══ Texto de lectura
Pero más allá de las portadas ingeniosas y los números fríos, el país que prometía todo cinco años atrás se hunde por una combinación de factores económicos y políticos que provocan un efecto dominó. Baja el pib, sube la inflación, aumenta el desempleo. El Estado interviene, a los mercados no les gusta, baja la bolsa, rebajan la nota las agencias de inversión, se hunde el dólar. Recortan salarios, se eliminan empleos públicos, suben los impuestos, se ajustan los presupuestos, sufren los programas sociales. Y así en un bucle todavía sin final que hace preguntarse si la promesa de un Brasil pujante no sería un espejismo sin cimientos, una economía recalentada por el consumo que en cinco años volvió a estado de hibernación.
Hoy, en año olímpico, el país que ha gastado diez mil millones de dólares en preparar el evento de los Juegos ahora apura los recortes en infraestructuras y estadios. Del crecimiento más grande y sostenido a la peor crisis desde los años 30. De una estabilidad política inédita con un partido de izquierdas en el poder durante más de una década a la ingobernabilidad por los pedidos de impeachment. Y, con todo, Rousseff continúa al frente. La capacidad para mantenerse a flote, dicen personas próximas a ella, es directamente proporcional a la furia con que reacciona cada vez que se conocen nuevos hechos de corrupción relacionados con la trama de Lava-Jato. En julio de 2015 la presidenta se puso hecha una fiera cuando el propietario de utc, una gran constructora brasileña, dijo que había donado dinero negro a su campaña presidencial. Según publicó el diario Folha de São Paulo, los gritos se escucharon hasta el otro lado de Brasilia: “No voy a pagar por eso. Quien lo hizo, que lo pague. No debo nada a nadie, no voy a pagar la mierda de otros”, aseguran que dijo.
════
══ Datos proporcionados
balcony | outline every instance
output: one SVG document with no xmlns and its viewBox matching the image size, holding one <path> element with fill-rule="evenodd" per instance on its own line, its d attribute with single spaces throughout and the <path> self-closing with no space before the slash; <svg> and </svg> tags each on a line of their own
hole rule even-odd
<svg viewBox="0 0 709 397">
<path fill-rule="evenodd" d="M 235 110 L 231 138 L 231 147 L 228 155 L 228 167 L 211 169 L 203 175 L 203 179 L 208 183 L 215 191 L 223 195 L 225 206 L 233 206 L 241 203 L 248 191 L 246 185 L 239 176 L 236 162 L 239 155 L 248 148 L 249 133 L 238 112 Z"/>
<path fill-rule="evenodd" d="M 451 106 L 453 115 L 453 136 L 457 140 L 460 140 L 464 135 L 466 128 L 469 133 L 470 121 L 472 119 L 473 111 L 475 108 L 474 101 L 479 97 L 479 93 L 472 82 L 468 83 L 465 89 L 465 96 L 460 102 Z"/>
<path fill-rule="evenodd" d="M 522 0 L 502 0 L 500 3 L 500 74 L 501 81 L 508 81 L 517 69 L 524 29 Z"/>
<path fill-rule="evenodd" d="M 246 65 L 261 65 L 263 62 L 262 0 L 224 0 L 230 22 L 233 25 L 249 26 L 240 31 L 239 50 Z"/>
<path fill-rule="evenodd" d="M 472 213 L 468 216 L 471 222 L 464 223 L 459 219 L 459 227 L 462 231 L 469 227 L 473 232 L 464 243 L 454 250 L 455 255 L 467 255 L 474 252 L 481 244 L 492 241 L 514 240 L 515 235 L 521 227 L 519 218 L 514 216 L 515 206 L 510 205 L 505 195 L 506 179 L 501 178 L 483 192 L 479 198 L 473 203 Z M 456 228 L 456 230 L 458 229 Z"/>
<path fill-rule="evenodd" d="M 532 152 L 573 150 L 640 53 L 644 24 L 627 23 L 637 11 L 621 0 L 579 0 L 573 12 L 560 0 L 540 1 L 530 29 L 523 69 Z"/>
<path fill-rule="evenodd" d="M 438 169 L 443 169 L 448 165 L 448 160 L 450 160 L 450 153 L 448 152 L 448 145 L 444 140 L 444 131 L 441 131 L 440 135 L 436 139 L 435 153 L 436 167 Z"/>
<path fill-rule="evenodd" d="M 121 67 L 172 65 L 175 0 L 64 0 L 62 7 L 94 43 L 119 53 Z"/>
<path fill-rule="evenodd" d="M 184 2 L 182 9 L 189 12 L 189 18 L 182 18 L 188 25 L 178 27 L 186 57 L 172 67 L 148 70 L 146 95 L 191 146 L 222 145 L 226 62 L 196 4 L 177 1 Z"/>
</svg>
════
◆ **Lista de tareas**:
1) Según el texto sobre la crisis de Brasil, ¿cuánto dinero ha gastado el país en preparar los Juegos?
2) Enumera los cambios en indicadores económicos con que el texto sobre la crisis de Brasil abre su descripción del efecto dominó.
3) Prosigue la redacción del texto sobre la crisis de Brasil a partir de su última oración.

◆ **Resultados**:
1) Diez mil millones de dólares.

2) Baja el pib, sube la inflación y aumenta el desempleo.

3)
Algunos acompañantes políticos del gobierno, aliados desde la época de Lula, se han vuelto contra Rousseff y la presidenta está contra las cuerdas esperando que se resuelva si la enjuician políticamente o no. El contexto de hostilidad extrema le ha ayudado, sin embargo. Quien la conoce bien asegura que está en su salsa, que su terquedad hace que, si la desafían, salte y ataque. Que mejora ante la adversidad, y gana.
—Ella es fuertísima, sabe lo que quiere y no se deja dominar por los acontecimientos —dice su exmarido Carlos Araújo—. Cualquier persona estaría vencida con la mitad de los problemas que tiene ella, pero no ocurre lo mismo con Dilma. Ni ocurrirá.